**Task brief:**
Copy every line of the listing below word for word, leaving out the pictures.

**Provided data:**
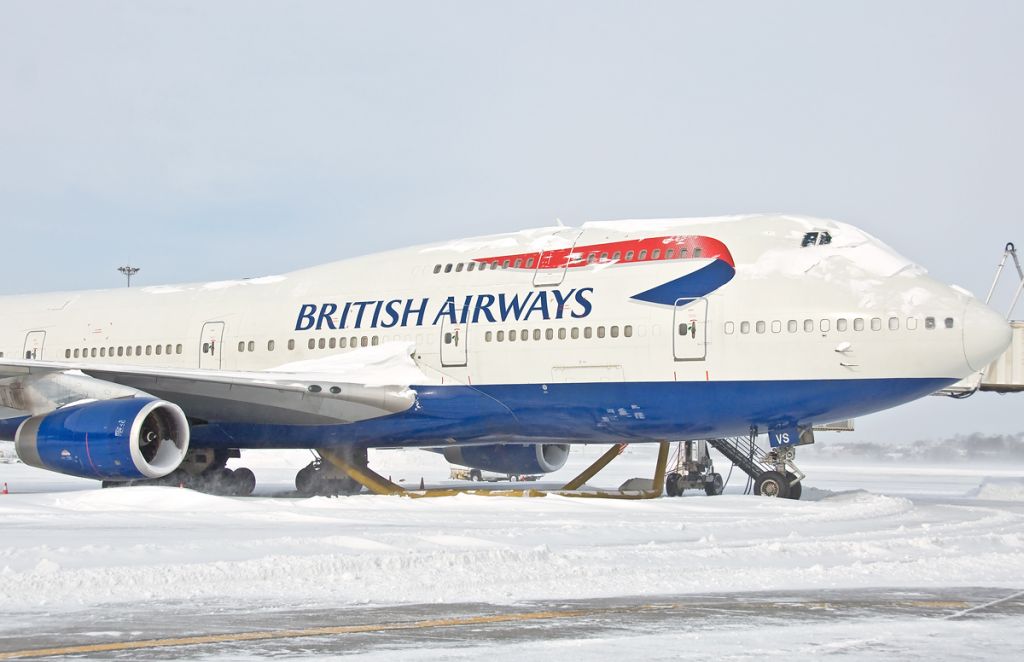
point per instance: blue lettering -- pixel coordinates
(325, 316)
(391, 314)
(582, 300)
(540, 303)
(305, 321)
(483, 303)
(448, 309)
(410, 309)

**Exercise response:**
point per instance: blue lettering -- pixel coordinates
(325, 316)
(391, 314)
(582, 300)
(540, 303)
(305, 321)
(483, 303)
(448, 309)
(410, 309)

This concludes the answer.